[Provided text Boundary: Start]

Tomato plants emit a scent to resist bacterial attacks. This aroma – or volatile compound – is hexenyl butanoate (HB). A team from the Research Institute for Plant Molecular and Cellular Biology (IBMCP), a joint centre of the Universitat Politècnica de Valencia (UPV) and the Spanish National Research Council (CSIC), has discovered that its mode of action is novel, as it works independently of the classic hormone involved in the process of stomatal closure (abscisic acid). In this way, it is possible to protect plants from threats like drought or pathologies that could threaten crops. The work has been published in the Horticulture Research Journal.

“Given the importance of stomatal control in water stress, HB treatments alleviate the symptoms caused by drought and improve the productivity of crops such as tomato. Therefore, in the context of the severe drought we are currently experiencing in Spain, the development of this type of compound is a breakthrough to address this situation,” says Purificación Lisón, IBMCP researcher and professor in the Department of Biotechnology at the School of Agricultural Engineering and Environment (ETSIAMN) of the UPV.

Among other advantages, the UPV and CSIC team points out that the HB compound resists diseases that enter the stomata. In the case of tomatoes, its use protects against Pseudomonas syringae. This bacterium causes significant damage, particularly in cold and wet weather, making the fruit unsuitable for marketing.

The IBMCP team has also demonstrated its usefulness in other crops, such as potatoes, where it has increased resistance to Phytophthora infestans. This parasite causes a disease known as late blight or downy mildew, which causes significant losses.

[Provided text Boundary: End]
[Listed records Boundary: Start]

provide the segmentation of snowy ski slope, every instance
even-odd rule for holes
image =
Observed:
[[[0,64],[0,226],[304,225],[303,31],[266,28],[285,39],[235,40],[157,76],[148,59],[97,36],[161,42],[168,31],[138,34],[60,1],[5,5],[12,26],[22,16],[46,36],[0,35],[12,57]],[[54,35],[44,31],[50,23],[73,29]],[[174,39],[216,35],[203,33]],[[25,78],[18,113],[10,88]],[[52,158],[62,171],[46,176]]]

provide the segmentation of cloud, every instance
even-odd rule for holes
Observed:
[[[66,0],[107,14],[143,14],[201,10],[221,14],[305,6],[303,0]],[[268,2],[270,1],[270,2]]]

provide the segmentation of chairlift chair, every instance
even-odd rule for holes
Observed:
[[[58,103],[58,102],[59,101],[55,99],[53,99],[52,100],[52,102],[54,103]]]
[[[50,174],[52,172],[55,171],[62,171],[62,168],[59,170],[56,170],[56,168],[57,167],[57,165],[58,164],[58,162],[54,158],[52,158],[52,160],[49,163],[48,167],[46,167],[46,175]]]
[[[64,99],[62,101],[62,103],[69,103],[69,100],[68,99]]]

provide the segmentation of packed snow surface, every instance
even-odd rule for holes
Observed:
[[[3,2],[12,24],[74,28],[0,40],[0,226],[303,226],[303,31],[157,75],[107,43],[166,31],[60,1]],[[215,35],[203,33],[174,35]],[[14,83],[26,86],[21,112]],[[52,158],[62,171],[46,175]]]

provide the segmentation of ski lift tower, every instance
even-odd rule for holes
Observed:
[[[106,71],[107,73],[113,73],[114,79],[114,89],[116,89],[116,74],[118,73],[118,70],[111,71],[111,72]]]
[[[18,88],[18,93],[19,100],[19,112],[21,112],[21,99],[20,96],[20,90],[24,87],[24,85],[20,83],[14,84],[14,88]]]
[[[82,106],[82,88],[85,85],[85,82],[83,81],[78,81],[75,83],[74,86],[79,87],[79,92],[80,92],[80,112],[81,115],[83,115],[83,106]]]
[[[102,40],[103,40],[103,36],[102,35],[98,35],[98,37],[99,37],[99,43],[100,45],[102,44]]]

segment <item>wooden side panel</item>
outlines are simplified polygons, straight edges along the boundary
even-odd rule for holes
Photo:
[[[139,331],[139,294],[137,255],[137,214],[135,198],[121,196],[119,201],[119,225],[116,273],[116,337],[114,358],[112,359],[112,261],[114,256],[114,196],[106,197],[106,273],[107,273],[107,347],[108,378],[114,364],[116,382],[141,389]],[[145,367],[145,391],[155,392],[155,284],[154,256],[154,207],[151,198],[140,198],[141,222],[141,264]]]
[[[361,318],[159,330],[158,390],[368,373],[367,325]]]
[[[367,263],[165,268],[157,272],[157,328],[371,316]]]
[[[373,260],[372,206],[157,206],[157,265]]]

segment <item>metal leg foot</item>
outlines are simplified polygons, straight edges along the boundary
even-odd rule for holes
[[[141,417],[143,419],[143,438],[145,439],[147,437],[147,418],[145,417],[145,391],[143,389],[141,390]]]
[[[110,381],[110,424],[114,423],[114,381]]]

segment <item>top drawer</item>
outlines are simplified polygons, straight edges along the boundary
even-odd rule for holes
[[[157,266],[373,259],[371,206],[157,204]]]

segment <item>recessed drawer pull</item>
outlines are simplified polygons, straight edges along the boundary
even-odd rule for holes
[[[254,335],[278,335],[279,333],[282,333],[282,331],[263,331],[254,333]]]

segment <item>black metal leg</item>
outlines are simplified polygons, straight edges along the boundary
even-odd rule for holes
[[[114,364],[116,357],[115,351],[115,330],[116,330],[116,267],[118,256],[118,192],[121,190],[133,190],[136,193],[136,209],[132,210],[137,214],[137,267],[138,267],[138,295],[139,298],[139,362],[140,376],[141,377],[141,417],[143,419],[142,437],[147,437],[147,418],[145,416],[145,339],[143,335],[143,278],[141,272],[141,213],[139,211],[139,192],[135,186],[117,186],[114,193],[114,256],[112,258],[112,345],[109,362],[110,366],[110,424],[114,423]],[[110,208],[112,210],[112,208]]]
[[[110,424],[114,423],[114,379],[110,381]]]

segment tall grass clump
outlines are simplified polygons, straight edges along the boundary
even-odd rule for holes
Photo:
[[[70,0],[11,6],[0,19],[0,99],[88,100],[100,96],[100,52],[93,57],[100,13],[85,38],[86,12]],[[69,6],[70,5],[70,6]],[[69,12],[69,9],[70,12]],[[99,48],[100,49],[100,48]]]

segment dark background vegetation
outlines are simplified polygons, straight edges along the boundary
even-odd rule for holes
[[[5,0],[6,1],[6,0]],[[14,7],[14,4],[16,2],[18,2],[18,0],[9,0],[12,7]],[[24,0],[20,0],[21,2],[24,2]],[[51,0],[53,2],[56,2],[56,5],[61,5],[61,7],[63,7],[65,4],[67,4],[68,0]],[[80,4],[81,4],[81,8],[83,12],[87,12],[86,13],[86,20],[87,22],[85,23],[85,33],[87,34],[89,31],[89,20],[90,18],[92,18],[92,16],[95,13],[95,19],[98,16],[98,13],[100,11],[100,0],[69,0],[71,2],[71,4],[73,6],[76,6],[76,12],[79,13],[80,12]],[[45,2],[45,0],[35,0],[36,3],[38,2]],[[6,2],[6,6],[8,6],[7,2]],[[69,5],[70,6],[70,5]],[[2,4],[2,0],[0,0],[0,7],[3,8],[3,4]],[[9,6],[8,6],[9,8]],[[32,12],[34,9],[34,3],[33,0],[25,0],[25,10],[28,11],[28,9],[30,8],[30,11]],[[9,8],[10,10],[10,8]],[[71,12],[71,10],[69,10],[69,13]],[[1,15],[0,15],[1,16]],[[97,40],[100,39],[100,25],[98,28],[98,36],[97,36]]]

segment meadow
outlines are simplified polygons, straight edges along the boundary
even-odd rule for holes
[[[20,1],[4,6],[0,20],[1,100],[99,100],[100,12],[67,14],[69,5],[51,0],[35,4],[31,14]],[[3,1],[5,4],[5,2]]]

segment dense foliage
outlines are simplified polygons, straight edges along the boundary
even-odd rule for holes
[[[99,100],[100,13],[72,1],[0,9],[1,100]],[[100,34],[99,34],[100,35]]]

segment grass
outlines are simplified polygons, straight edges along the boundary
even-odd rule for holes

[Listed records Boundary: End]

* What to do *
Go on with the article on hexenyl butanoate in tomato plants, starting after its final sentence about late blight in potatoes. The listing is separate from the article on hexenyl butanoate.

* Answer *
To study the mode of action of the HB compound, the IBMCP team used different strategies: genetic, using biosynthesis mutants in specific molecules; pharmacological, with exogenous treatments with inhibitors of the possible processes involved; biochemical, through the analysis to detect phosphorylations; and transcriptomic, using the new massive sequencing techniques (RNAseq), which allow understanding the reprogramming mechanisms of the treated plants in terms of mRNAs.

“Our results support the use of HB as a bioactive natural compound for more sustainable agriculture. Currently, there are no alternative products on the market that can induce stomatal closure,” adds Mª Pilar López Gresa, also a researcher at the IBMCP (CSICUPV) and professor at the Biotechnology Department of the ETSIAMN-UPV.

As stomatal closure is involved in a large number of processes in the plant, the IBMCP team is investigating new uses for HB, such as synchronising flowering, inducing flowering and fruit set, and promoting ripening, in addition to its use in combating drought and bacteria or parasites.